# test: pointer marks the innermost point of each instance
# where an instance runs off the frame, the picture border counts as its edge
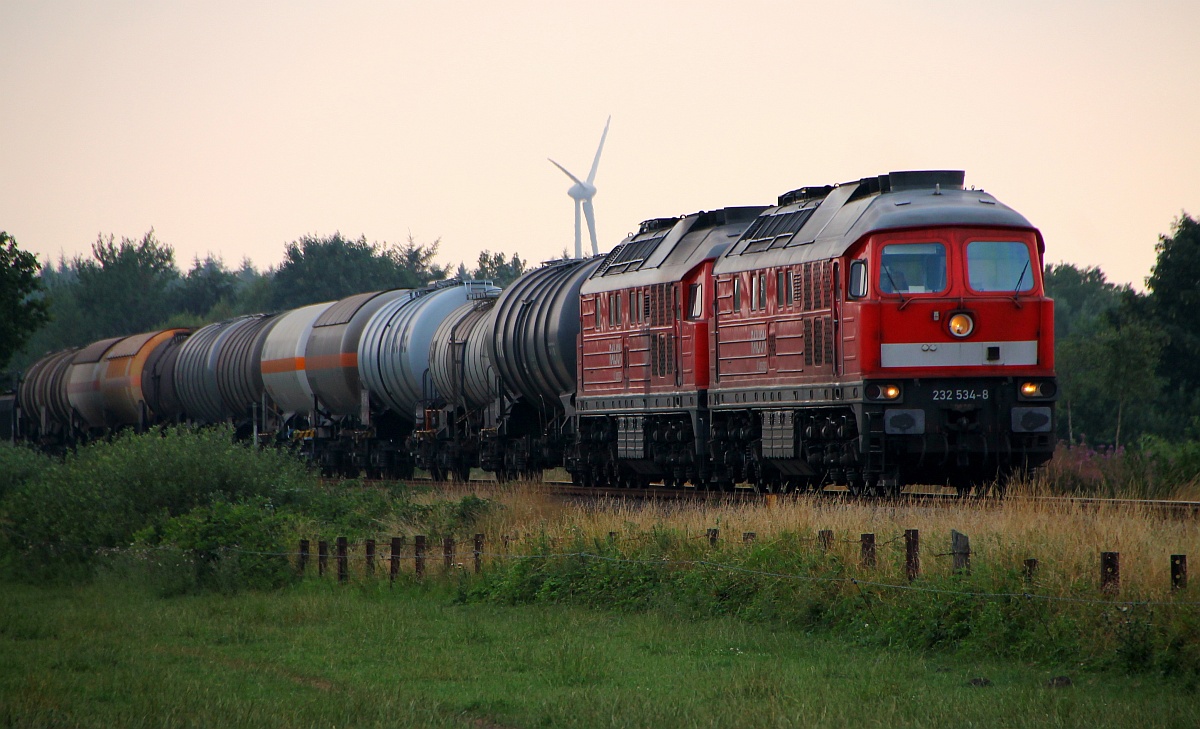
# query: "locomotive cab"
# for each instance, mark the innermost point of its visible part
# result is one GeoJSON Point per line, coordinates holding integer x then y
{"type": "Point", "coordinates": [957, 351]}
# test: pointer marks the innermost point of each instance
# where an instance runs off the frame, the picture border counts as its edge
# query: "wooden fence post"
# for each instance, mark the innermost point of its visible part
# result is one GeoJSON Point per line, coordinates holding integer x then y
{"type": "Point", "coordinates": [911, 553]}
{"type": "Point", "coordinates": [1110, 572]}
{"type": "Point", "coordinates": [419, 555]}
{"type": "Point", "coordinates": [868, 543]}
{"type": "Point", "coordinates": [397, 544]}
{"type": "Point", "coordinates": [343, 567]}
{"type": "Point", "coordinates": [1179, 571]}
{"type": "Point", "coordinates": [960, 547]}
{"type": "Point", "coordinates": [303, 562]}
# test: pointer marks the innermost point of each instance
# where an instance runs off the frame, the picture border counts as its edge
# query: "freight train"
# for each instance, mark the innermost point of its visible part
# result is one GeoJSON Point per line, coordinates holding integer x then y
{"type": "Point", "coordinates": [885, 331]}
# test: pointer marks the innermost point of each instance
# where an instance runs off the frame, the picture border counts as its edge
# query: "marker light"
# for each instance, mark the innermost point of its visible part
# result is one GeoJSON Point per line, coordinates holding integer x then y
{"type": "Point", "coordinates": [883, 392]}
{"type": "Point", "coordinates": [1038, 389]}
{"type": "Point", "coordinates": [960, 325]}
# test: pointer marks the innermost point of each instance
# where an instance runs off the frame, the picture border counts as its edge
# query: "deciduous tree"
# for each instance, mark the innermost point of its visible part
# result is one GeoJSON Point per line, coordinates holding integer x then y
{"type": "Point", "coordinates": [22, 307]}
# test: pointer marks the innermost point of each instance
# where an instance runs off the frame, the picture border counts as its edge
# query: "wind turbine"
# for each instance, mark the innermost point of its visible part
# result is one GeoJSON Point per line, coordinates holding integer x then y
{"type": "Point", "coordinates": [582, 193]}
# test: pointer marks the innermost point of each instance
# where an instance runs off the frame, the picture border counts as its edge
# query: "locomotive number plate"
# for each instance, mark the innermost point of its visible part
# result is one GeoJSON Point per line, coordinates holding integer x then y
{"type": "Point", "coordinates": [960, 395]}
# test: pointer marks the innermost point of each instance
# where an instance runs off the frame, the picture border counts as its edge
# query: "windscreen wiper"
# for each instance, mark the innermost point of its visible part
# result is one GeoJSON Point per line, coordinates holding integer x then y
{"type": "Point", "coordinates": [1017, 289]}
{"type": "Point", "coordinates": [895, 289]}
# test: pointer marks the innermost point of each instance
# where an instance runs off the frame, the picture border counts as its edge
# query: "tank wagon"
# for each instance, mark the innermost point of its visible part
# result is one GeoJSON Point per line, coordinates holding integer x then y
{"type": "Point", "coordinates": [877, 332]}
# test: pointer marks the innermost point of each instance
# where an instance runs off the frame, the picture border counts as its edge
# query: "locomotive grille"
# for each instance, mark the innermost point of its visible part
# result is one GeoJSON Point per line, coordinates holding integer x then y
{"type": "Point", "coordinates": [819, 344]}
{"type": "Point", "coordinates": [661, 355]}
{"type": "Point", "coordinates": [808, 342]}
{"type": "Point", "coordinates": [828, 348]}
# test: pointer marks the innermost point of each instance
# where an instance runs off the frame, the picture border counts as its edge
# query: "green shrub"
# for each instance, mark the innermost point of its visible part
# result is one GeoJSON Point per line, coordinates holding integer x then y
{"type": "Point", "coordinates": [99, 498]}
{"type": "Point", "coordinates": [233, 546]}
{"type": "Point", "coordinates": [19, 464]}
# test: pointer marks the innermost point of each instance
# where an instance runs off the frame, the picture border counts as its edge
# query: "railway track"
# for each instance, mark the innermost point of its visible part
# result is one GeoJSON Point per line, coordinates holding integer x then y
{"type": "Point", "coordinates": [930, 496]}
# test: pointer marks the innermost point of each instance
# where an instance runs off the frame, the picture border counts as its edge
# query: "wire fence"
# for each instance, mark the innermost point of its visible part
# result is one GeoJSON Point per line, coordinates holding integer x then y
{"type": "Point", "coordinates": [456, 555]}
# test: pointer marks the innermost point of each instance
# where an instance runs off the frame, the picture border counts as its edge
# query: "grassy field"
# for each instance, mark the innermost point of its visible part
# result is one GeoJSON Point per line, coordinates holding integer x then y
{"type": "Point", "coordinates": [317, 655]}
{"type": "Point", "coordinates": [1067, 538]}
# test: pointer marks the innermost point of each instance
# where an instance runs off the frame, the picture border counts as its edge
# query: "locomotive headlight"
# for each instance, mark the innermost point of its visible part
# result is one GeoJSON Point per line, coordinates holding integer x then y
{"type": "Point", "coordinates": [960, 324]}
{"type": "Point", "coordinates": [1037, 390]}
{"type": "Point", "coordinates": [883, 392]}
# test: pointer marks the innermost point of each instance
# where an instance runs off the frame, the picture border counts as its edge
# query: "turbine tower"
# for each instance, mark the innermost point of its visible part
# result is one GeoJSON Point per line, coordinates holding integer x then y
{"type": "Point", "coordinates": [582, 193]}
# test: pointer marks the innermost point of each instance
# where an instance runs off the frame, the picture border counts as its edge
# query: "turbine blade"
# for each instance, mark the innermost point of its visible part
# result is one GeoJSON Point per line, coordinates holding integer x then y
{"type": "Point", "coordinates": [595, 163]}
{"type": "Point", "coordinates": [579, 239]}
{"type": "Point", "coordinates": [564, 170]}
{"type": "Point", "coordinates": [592, 224]}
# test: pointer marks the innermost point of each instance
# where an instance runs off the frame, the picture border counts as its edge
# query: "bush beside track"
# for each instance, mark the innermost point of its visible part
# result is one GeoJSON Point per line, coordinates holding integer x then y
{"type": "Point", "coordinates": [220, 516]}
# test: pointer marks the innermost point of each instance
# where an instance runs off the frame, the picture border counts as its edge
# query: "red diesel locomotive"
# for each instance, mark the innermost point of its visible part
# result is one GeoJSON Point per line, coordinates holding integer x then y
{"type": "Point", "coordinates": [886, 331]}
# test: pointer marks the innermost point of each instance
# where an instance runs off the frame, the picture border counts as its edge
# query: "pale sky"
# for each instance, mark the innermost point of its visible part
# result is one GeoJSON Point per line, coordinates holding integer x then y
{"type": "Point", "coordinates": [233, 127]}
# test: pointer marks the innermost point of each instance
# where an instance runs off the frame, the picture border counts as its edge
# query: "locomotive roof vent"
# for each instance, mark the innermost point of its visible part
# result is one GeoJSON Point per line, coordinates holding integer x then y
{"type": "Point", "coordinates": [804, 193]}
{"type": "Point", "coordinates": [657, 224]}
{"type": "Point", "coordinates": [927, 179]}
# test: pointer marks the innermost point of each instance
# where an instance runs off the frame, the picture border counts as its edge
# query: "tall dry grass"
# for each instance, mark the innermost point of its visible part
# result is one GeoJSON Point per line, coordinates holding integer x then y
{"type": "Point", "coordinates": [1067, 538]}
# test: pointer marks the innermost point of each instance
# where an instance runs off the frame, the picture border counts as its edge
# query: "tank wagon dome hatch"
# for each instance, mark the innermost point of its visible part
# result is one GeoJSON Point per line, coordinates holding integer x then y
{"type": "Point", "coordinates": [394, 350]}
{"type": "Point", "coordinates": [666, 248]}
{"type": "Point", "coordinates": [537, 321]}
{"type": "Point", "coordinates": [814, 223]}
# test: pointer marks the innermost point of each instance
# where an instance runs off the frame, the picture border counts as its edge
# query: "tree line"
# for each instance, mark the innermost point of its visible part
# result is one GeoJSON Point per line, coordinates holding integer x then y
{"type": "Point", "coordinates": [131, 285]}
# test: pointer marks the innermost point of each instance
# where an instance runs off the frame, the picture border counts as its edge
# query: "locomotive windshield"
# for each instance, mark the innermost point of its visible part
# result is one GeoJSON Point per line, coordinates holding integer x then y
{"type": "Point", "coordinates": [912, 269]}
{"type": "Point", "coordinates": [999, 266]}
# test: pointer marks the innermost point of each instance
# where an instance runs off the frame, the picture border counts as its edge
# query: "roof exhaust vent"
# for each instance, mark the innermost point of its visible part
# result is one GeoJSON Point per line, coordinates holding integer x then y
{"type": "Point", "coordinates": [804, 193]}
{"type": "Point", "coordinates": [927, 179]}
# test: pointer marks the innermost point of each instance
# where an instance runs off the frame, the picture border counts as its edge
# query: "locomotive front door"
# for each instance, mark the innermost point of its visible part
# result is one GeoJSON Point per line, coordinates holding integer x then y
{"type": "Point", "coordinates": [835, 312]}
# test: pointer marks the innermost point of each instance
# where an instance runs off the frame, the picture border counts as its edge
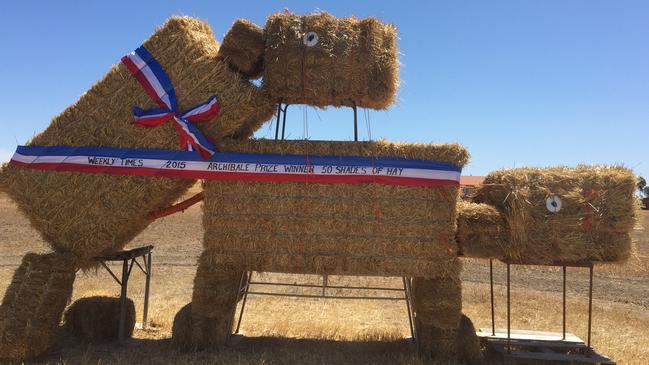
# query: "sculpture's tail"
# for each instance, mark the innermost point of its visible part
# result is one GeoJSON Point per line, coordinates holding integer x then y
◆ ◆ ◆ ◆ ◆
> **Objective**: Please find every line in the records containing the word "vent", matching case exactly, and copy each of those lines.

> **The completed task**:
# query: "locomotive roof vent"
# query: "roof exhaust vent"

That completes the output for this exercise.